__Текст страницы__:

-.-.-

Своей игрой в «Служебном романе» Мягков и Фрейндлих заслуживали бы титулов «короля и королевы импровизации в советском кино». При сравнении текста пьесы с текстом фильма видно, что над сценарием Рязанов и Брагинский совсем не корпели, а элементарно перенесли в него все диалоги в целости и сохранности. Но именно реплики Новосельцева и Калугиной на экране необыкновенно обогатились — оба актера играют, по сути, схожие типы характеров: сдержанных, интеллигентных людей, раз за разом оказывающихся в непривычных, волнительных для них ситуациях. Это приводит к их бесконечным оговоркам, бормотаниям, заиканиям, некстати вырывающимся междометиям и обрывкам слов — в пьесе ничем подобным и не пахнет. Притом все это сыграно с великолепным тактом, вкусом, чувством меры — вот у кого следовало бы учиться и учиться нынешним стендап-комикам.
Не в пример исполнителям двух главных ролей Олег Басилашвили в роли подлеца Самохвалова позволяет себе гораздо меньше отступлений от авторского текста; впрочем, его самоуверенный герой с отлично поставленным голосом всю дорогу как раз и чеканит фразы словно по писаному: тут ни в какую импровизационную скороговорку и не ударишься.
Не предполагала особых вольностей и роль влюбленной в Самохвалова страдалицы Рыжовой, с чувством сыгранной Светланой Немоляевой. После своего конфуза на пробах к «Иронии судьбы» Светлана была уверена, что ей уже не суждено сняться у Рязанова. И когда тот позвонил ей с предложением сыграть в «Служебном романе», актриса печально ответила:
— Эльдар Александрович, ну я же знаю, как у нас опять получится. Вы вызовете меня на пробы, я опять там все провалю — и в итоге вы снова будете снимать кого-то другого…
Рязанов перебил ее:
— Нет, Света, никаких проб не будет. Я впервые добился такой уникальной привилегии, что могу сразу снимать того, кого хочу. И вот я предлагаю тебе одну из главных ролей. Не пробоваться, а уже играть, сниматься, понимаешь?

-.-.-

Строки для разметки областей
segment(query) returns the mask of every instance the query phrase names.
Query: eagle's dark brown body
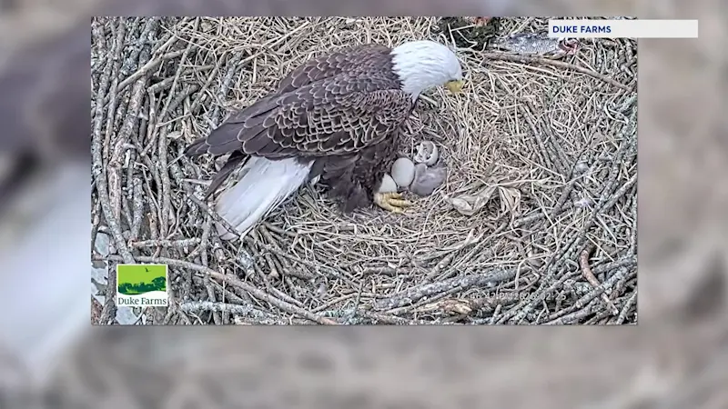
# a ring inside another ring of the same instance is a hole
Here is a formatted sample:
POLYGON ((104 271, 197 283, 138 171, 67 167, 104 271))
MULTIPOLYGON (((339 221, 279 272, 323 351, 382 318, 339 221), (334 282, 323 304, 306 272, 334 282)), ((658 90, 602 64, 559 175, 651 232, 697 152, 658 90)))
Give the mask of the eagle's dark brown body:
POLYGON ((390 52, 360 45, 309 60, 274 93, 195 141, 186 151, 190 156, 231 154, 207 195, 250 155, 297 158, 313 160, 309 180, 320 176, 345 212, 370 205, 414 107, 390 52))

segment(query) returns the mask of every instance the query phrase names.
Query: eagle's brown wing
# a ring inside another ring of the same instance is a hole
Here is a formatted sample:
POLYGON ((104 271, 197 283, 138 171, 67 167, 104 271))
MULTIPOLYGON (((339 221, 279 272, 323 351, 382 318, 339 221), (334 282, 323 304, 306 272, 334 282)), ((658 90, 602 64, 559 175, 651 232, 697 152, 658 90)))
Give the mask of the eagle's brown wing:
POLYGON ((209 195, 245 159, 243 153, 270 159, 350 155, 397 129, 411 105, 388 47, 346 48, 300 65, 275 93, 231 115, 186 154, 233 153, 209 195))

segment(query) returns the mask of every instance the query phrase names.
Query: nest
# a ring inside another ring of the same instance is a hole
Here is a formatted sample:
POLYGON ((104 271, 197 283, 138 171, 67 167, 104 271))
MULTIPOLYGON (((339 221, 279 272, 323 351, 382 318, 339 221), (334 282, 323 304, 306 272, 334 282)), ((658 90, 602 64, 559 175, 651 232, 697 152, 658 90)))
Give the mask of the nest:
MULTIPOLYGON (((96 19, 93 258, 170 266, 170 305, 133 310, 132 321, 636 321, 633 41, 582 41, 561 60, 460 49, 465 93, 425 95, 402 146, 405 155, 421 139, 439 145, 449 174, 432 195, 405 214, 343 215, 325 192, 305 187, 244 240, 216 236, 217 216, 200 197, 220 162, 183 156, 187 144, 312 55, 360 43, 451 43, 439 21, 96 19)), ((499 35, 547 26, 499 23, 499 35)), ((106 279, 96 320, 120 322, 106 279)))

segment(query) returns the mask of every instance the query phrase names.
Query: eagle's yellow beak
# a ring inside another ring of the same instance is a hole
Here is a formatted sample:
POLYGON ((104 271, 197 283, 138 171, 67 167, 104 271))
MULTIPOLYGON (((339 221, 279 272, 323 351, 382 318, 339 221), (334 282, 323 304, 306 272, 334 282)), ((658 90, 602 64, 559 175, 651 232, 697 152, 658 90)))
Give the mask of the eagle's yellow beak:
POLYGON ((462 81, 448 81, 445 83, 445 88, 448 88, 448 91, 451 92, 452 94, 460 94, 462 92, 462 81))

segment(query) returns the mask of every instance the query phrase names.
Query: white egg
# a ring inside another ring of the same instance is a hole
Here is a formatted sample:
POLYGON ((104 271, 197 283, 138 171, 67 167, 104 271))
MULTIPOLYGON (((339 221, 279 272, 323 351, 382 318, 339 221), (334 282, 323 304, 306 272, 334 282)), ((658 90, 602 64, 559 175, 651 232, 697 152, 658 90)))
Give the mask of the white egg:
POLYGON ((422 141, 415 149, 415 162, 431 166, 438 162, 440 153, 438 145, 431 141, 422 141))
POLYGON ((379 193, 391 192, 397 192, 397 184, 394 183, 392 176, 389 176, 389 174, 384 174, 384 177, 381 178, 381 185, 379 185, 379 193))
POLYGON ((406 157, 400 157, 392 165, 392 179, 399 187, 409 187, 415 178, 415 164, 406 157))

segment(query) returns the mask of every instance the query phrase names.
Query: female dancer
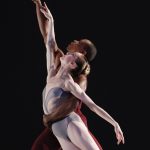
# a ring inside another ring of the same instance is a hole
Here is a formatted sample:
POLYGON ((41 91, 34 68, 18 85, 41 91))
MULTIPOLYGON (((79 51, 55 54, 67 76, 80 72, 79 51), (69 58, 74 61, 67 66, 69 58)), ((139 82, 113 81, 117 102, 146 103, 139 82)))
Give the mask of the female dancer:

-.-.-

__Что нужно сделать__:
• A. Выпишите всех персонажей фильма, которых текст о «Служебном романе» называет по фамилии.
• B. Посчитайте строки, в которых встречается слово «white», и дайте в ответ только число.

__Ответы по заданиям__:
• A. Новосельцев, Калугина, Самохвалов, Рыжова

• B. 2